— start —

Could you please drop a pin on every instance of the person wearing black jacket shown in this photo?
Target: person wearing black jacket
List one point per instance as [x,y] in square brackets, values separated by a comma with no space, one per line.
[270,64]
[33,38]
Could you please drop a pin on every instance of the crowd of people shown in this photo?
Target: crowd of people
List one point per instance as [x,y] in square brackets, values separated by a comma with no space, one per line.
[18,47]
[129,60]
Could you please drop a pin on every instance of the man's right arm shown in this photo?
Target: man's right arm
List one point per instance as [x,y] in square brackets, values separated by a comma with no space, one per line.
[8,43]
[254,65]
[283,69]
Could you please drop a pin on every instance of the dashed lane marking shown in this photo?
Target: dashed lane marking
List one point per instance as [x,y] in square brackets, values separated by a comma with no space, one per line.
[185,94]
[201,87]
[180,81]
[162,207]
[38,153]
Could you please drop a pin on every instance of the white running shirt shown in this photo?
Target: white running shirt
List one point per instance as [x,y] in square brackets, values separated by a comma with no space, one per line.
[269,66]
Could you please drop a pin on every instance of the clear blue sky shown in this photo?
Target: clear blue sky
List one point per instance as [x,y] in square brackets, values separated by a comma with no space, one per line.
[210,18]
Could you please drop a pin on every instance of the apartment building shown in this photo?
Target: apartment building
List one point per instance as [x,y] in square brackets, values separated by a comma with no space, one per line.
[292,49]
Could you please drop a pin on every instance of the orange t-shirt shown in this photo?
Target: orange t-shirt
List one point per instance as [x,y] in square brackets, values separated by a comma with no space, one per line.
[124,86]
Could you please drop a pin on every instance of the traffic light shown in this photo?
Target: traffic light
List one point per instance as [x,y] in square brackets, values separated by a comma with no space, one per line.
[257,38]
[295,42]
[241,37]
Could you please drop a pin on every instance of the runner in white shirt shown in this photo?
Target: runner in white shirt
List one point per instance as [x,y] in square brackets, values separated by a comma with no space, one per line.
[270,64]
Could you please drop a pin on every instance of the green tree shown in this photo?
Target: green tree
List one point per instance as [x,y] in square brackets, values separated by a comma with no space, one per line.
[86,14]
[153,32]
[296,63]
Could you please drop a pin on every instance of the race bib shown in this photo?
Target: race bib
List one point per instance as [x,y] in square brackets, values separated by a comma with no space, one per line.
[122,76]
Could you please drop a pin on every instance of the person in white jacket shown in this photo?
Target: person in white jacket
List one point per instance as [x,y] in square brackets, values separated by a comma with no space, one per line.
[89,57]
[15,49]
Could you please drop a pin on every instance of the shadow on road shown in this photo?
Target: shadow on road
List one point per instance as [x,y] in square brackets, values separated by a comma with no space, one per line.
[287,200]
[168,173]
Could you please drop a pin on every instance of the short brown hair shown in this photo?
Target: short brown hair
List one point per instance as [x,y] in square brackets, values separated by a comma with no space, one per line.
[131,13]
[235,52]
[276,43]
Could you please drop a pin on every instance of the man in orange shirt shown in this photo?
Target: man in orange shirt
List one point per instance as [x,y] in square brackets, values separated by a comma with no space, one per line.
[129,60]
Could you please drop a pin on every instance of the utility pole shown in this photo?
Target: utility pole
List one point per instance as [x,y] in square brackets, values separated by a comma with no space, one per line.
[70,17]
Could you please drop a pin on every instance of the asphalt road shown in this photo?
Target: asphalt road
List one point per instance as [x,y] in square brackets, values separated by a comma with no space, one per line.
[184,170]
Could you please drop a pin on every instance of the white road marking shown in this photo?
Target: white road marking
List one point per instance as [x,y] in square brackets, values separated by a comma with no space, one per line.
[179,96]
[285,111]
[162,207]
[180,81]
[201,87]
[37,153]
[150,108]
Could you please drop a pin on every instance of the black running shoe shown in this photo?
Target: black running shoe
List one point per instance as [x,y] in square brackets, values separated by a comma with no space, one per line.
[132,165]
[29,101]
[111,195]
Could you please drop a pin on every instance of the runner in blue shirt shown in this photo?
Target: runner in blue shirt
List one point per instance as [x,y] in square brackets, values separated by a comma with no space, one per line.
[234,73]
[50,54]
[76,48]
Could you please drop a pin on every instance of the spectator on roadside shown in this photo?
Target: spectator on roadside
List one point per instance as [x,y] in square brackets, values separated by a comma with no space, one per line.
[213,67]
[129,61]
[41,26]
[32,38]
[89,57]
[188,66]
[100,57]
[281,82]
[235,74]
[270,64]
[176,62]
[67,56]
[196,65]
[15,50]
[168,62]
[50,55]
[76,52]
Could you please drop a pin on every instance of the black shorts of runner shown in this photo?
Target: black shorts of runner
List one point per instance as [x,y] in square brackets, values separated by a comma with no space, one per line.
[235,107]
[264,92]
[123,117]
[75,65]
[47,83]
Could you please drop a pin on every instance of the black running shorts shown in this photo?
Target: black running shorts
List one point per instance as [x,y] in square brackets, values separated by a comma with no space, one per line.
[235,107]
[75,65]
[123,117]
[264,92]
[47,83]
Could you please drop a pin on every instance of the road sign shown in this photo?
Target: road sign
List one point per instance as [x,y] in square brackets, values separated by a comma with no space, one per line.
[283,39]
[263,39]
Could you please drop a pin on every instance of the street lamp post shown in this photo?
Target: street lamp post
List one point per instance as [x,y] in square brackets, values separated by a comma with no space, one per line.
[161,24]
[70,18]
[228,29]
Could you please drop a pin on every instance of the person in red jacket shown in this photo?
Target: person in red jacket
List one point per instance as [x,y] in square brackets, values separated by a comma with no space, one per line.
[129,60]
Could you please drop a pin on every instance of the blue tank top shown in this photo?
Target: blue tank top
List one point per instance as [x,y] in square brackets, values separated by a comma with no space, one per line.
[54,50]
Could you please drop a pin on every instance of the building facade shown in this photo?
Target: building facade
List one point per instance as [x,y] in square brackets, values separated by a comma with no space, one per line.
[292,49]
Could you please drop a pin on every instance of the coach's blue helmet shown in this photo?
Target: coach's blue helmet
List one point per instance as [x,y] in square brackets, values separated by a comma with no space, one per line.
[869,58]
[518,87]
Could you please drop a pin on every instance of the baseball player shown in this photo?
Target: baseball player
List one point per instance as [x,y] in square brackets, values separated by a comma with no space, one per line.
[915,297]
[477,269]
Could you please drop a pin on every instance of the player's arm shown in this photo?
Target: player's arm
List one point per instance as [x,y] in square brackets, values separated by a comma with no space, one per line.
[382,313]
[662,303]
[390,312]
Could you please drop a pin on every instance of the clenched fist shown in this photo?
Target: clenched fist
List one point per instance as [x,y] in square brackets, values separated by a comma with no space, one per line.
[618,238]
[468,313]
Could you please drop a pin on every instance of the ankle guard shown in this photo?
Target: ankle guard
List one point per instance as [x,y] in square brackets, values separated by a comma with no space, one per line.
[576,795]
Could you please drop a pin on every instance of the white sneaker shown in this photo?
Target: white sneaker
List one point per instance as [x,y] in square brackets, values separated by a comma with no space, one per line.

— end —

» WHAT IS REQUIRED: Copy all of the data exactly.

» OUTPUT OF THE EXERCISE:
Could you please drop a pin on every instance of the person wearing black jacket shown in this photo?
Target: person wearing black jacket
List one point per instance as [x,y] in square brackets, values separated by a comma with no space, one per line.
[270,64]
[33,38]
Could you please drop a pin on every instance of the crowd of people shown in this photo?
Target: crowd of people
List one point per instance as [x,y] in square brackets, values separated by a comma with no space, one per line.
[18,47]
[129,60]
Could you please drop a pin on every instance of the man's right arm shown in this photo?
Target: man's right arm
List one point per instance as [x,y] in square brackets, values separated by a comma with no space, one per line.
[8,43]
[254,65]
[283,69]
Could you please drop a pin on every instance of the dashed lane marking shown in this photo?
Target: dashed lane marking
List one point per instance as [x,y] in square brackets, values separated by a comma with no space, one per line.
[185,94]
[201,87]
[180,81]
[162,207]
[38,153]
Could you please drop a pin on every instance of the white running shirt shown in this photo?
Target: white running shirt
List one point per instance as [x,y] in square brackets, values separated by a comma with no space, one per line.
[269,66]
Could you please drop a pin on every instance of the clear blue sky shown in this photo?
Target: clear blue sky
List one point per instance as [x,y] in square brackets, values separated by a comma with no space, one per line.
[210,18]
Could you please drop a pin on every instance of the apartment building shown in this photo?
Target: apartment building
List one point per instance as [x,y] in square brackets, values separated by a comma with no space, one per line.
[292,49]
Could you please drop a pin on every instance of the orange t-shirt shown in this photo?
Target: orange t-shirt
List one point per instance as [x,y] in square brackets, values separated by a comma with no space, one per line.
[124,86]
Could you please drop a pin on every instance of the traffic light shown in this photo?
Target: traffic light
List one point per instance as [x,y] in square brackets, values separated by a comma with no space, one per line.
[257,38]
[295,42]
[241,37]
Could you please drop a pin on every instance of the runner in white shirt shown in this photo?
Target: runner in white shirt
List one point per instance as [x,y] in square brackets, values separated by a comma with no space, one per line.
[270,64]
Could you please drop a pin on every instance of the green tree shown in this photo?
Target: green tree
List one point per instance as [x,y] in square brackets, values separated by a comma with no space, one per line.
[86,14]
[153,32]
[296,63]
Could you please drop a pin on every instance of the race bib shown in this photo?
Target: race bib
List one point per instance as [x,y] in square brackets, values separated by a comma with no space, one per line.
[122,76]
Could you please drop a pin on every instance of the person in white jacket shown in this photo?
Target: person in white jacket
List one point per instance as [x,y] in square brackets, values separated by a comma with no space, one per line.
[89,57]
[15,49]
Could you please drop a pin on every instance of the shadow on road shown in this photo?
Target: shadow on road
List one point per instance as [x,y] in square brackets, values separated by a comma with no space, one per line.
[287,200]
[168,173]
Could you please drop a pin on every instance of the short brown hair shown in this photo?
Target: short brown hair
List one point per instance as [x,y] in square brackets, values separated by a comma with no space, one per line.
[131,13]
[235,52]
[276,43]
Could you please drop a pin on every instance of the man in orange shirt shown in this photo?
Target: man in orange shirt
List one point per instance as [x,y] in square brackets, values separated by a comma with no space, one per line.
[129,60]
Could you please drop a pin on every instance of the utility pole shown in this photo?
Target: utility pole
List one point per instance as [x,y] in square brackets, values separated by a comma with no space, one per line.
[70,17]
Could you please drop a pin on every instance of the asphalt road shown in this photo?
Target: asphalt road
List one point per instance as [x,y] in square brackets, values separated by a comma with no space, one per line.
[184,170]
Could you please drop a pin on every instance of the white road marking shown in this photo?
Target: white road marking
List one point per instance as [x,y] in square brackets, values separated by a comma with no space, one per line.
[179,96]
[285,111]
[162,207]
[180,81]
[201,87]
[37,153]
[150,108]
Could you please drop a pin on every instance of the black running shoe shown in this photo?
Target: black running shoe
List one point per instance as [x,y] in square brackets, values separated by a comma with no space, one per line.
[132,165]
[29,101]
[111,195]
Could you please drop a pin on every instance of the runner in blue shirt shown in this photo?
Target: runner in blue shirt
List one point per instance as [x,y] in square brackets, values separated by a comma with no space, one per line.
[234,73]
[50,54]
[76,48]
Could you please drop a pin on every instance of the spectator on roadside shown in this photo?
Target: spectator on roadside
List one point per instance as [x,y] in square brackets, values separated by a comma with no space, one per line.
[213,67]
[129,61]
[41,26]
[32,38]
[89,57]
[188,66]
[100,57]
[281,82]
[235,74]
[270,64]
[176,62]
[67,56]
[196,65]
[15,50]
[168,62]
[50,55]
[76,52]
Could you please drop a pin on every instance of the black shorts of runner shown in this photo?
Target: black shorts of runner
List one point per instance as [x,y] in square brackets, values separated by a comma with no space, one per line.
[235,107]
[264,92]
[123,117]
[75,65]
[47,83]
Could you please drop a pin on every instance of the black running shorts shown in this photo?
Target: black running shorts
List one point per instance as [x,y] in square brackets, values separated by a comma with no space, one per line.
[235,107]
[75,65]
[123,117]
[264,92]
[47,83]
Could you please drop a pin on every instance of the road sign shown in this photo?
Target: road sign
List one point per instance as [x,y] in square brackets, values separated by a comma with no space, one per line.
[283,39]
[263,39]
Could you please drop a pin on every instance of the street lamp post shown in this photo?
Target: street lamp post
List one point per instance as [x,y] in square brackets, values separated by a comma with no space, one per line.
[161,24]
[70,18]
[228,29]
Could you please drop a pin on every instance of the person in red jacket shown in this photo?
Target: person in red jacket
List one point per instance as [x,y] in square brackets, values separated by a comma with no space, one per line.
[129,60]
Could you please drop a pin on every instance of the blue tank top shown in this photo?
Target: blue tank top
List one point per instance as [x,y] in square brackets, values separated by a comma with no space, one per line.
[54,50]
Could you please drop a pin on every instance of the building facade shown in this photo?
Target: building facade
List one point per instance as [x,y] in square brackets, values separated by a comma with no space, one per line.
[292,49]
Could you please drop a pin on every instance of the coach's blue helmet shown in this photo?
Target: coach's blue helmet
List one point per instance as [x,y] in square brackets, values separated by a comma with no space, one per line.
[869,58]
[518,87]
Could you please drop a pin on every instance of the baseball player shown in this photo?
Target: baseball player
List one point per instance as [x,y] in square brackets, values separated by a comma with no space, one per line.
[915,297]
[477,269]
Could you please drop a pin on every instance of the player's arm shown in this photo?
Target: player's arm
List one point per instance as [x,y] in square brackets, values separated by a comma with no space, one per line.
[382,313]
[662,303]
[390,312]
Could you please drop a pin on every instance of the clenched fist shown in this photo?
Target: clenched fist
List one point per instance as [x,y] in square brackets, values separated by a comma with no space, one per line.
[618,238]
[468,313]
Could you please drop a pin on every instance of the ankle guard shown in this photo?
Target: ankle guard
List one point per instance as [x,y] in square brackets, values separated by a comma with no space, one per line.
[576,795]
Could you please drop a pin on every instance of the white sneaker shown in this photo?
Target: white sneaker
List one point per instance as [x,y] in square brackets, values separated by a comma with no space, one per line.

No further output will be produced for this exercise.